* **PROBLEM**
Copy every line from the one containing "[outline] paving stone" down through the end of the records, requests included, and shift each coordinate in the outline answers by -118. Omit the pictures from your output.

* BEGIN GIVEN RECORDS *

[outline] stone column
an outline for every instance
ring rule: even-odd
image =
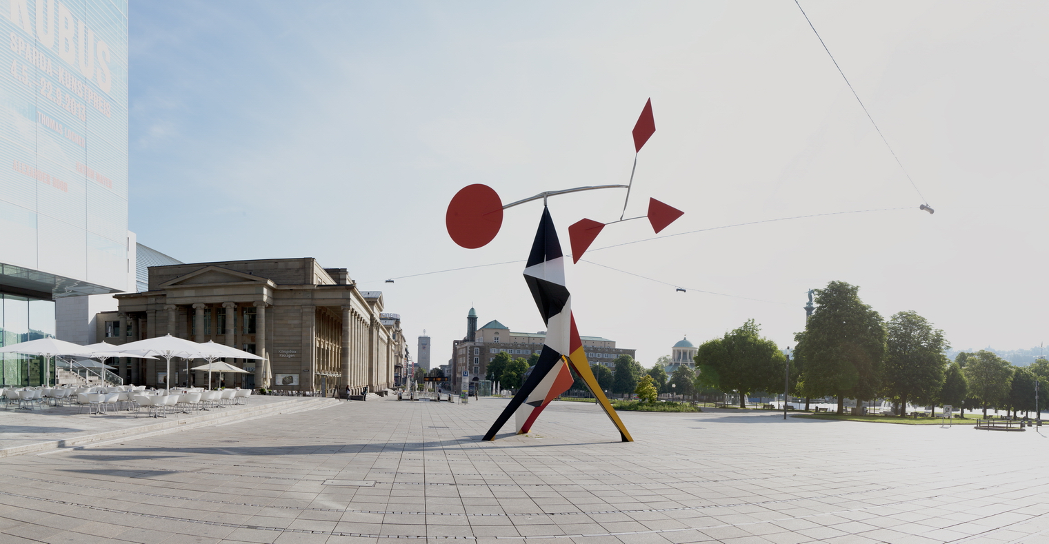
[[[379,320],[372,318],[368,324],[368,392],[376,390],[379,373]]]
[[[314,373],[317,371],[314,353],[314,335],[317,333],[317,312],[314,306],[302,306],[302,363],[299,366],[299,390],[312,391],[315,387]]]
[[[168,334],[171,334],[172,336],[177,336],[178,335],[178,322],[176,321],[176,319],[178,318],[178,306],[175,306],[174,304],[165,304],[164,305],[164,309],[168,311]],[[158,363],[157,368],[158,369],[163,368],[164,371],[168,373],[168,385],[167,385],[166,389],[170,388],[171,385],[175,383],[174,382],[174,373],[175,373],[175,371],[172,370],[171,369],[171,365],[169,365],[167,363],[164,363],[163,367],[160,367],[159,363]],[[157,370],[157,371],[159,371],[159,370]],[[156,386],[160,387],[163,384],[160,384],[160,382],[157,380]]]
[[[120,331],[119,334],[116,334],[116,338],[119,339],[117,342],[116,342],[116,344],[117,345],[120,345],[120,344],[127,344],[128,343],[128,338],[127,338],[128,314],[127,313],[119,313],[116,315],[116,318],[119,320],[121,320],[121,324],[120,324],[121,331]],[[122,378],[124,378],[124,383],[127,384],[128,383],[128,357],[117,357],[116,361],[117,361],[117,363],[116,363],[116,374],[120,375]]]
[[[178,335],[178,322],[176,318],[178,317],[178,306],[174,304],[165,304],[164,309],[168,311],[168,334],[172,336]]]
[[[207,304],[196,303],[193,305],[195,313],[193,314],[193,342],[205,342],[204,338],[204,310],[208,307]],[[200,377],[200,371],[196,371],[197,377]],[[199,379],[198,379],[199,382]],[[186,384],[190,384],[189,376],[186,376]]]
[[[352,326],[351,326],[351,322],[349,321],[349,320],[354,319],[352,313],[349,311],[350,309],[352,309],[352,306],[343,306],[342,307],[342,351],[339,353],[339,355],[340,355],[339,356],[339,358],[340,358],[339,363],[342,364],[342,383],[339,386],[339,394],[342,394],[344,391],[346,391],[346,386],[350,385],[350,383],[349,383],[349,362],[350,362],[350,357],[349,357],[349,349],[350,349],[349,334],[354,330]]]
[[[255,354],[263,357],[255,362],[255,387],[262,387],[262,369],[265,367],[265,302],[256,301],[255,306]]]
[[[200,304],[199,302],[193,305],[193,309],[196,310],[194,314],[194,325],[193,325],[193,342],[204,342],[204,310],[207,308],[207,304]]]
[[[146,310],[146,338],[156,338],[156,310]],[[145,340],[145,339],[143,339]],[[146,360],[146,375],[138,376],[138,385],[155,385],[156,383],[156,360]]]
[[[226,308],[226,345],[230,347],[236,347],[236,339],[233,336],[234,331],[234,310],[237,305],[233,302],[223,302],[222,307]]]

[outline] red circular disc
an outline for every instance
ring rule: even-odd
[[[481,247],[499,234],[502,226],[502,201],[485,184],[464,187],[448,203],[445,214],[448,235],[467,249]]]

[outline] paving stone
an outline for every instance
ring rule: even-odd
[[[622,443],[596,406],[554,402],[536,433],[477,441],[506,402],[348,402],[8,457],[0,542],[1049,540],[1037,433],[708,409],[620,414],[637,440]],[[83,433],[88,416],[19,417],[55,439],[53,428]],[[971,461],[1002,451],[1008,463]]]

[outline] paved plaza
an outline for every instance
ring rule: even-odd
[[[0,543],[1049,543],[1046,432],[383,399],[0,460]],[[0,414],[0,418],[4,414]],[[56,423],[51,423],[56,425]]]

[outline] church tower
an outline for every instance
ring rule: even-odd
[[[473,342],[477,339],[477,312],[470,308],[470,313],[466,317],[466,340]]]

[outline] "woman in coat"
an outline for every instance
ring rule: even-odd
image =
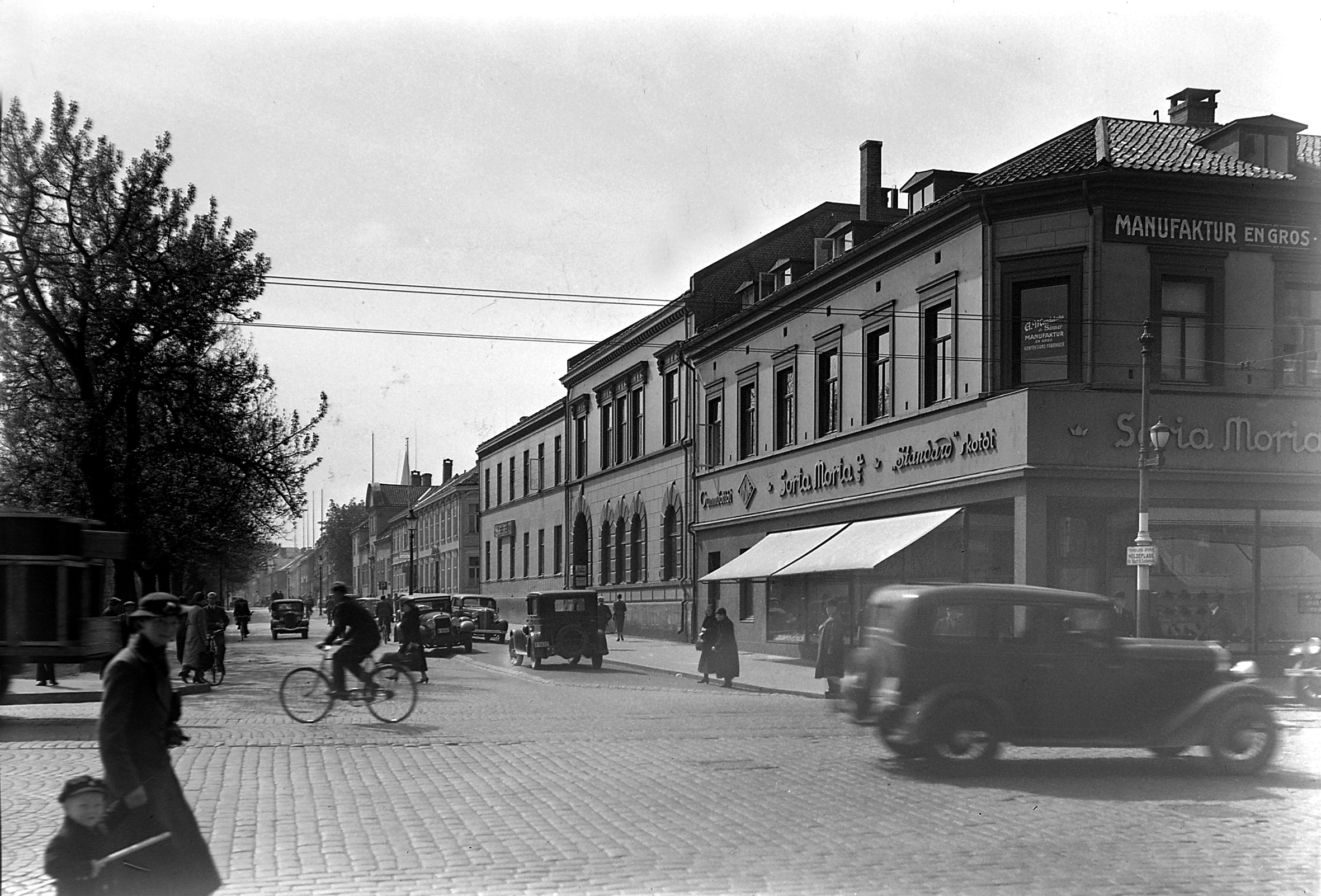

* END GIVEN RECORDS *

* **TASK OUTPUT**
[outline] paving stone
an outline for every instance
ring rule: even-odd
[[[504,325],[478,288],[436,284],[418,315],[359,323],[388,284],[230,284],[-110,339],[-118,424],[931,422],[919,315],[590,291],[502,296],[519,322]],[[-35,315],[-30,298],[-99,299],[-63,321],[-65,310]],[[853,343],[884,333],[890,345]]]

[outline] paved plaza
an outline for every instance
ring rule: even-odd
[[[-118,425],[931,425],[928,314],[265,281],[-118,342]],[[-118,296],[-118,300],[-114,296]],[[-62,305],[-67,305],[-62,307]]]

[outline] church tower
an outline for every instance
ring rule: even-odd
[[[355,224],[359,221],[359,194],[352,190],[352,195],[348,199],[348,222]]]

[outline] "woman in coat"
an outline for every instance
ring rule: even-odd
image =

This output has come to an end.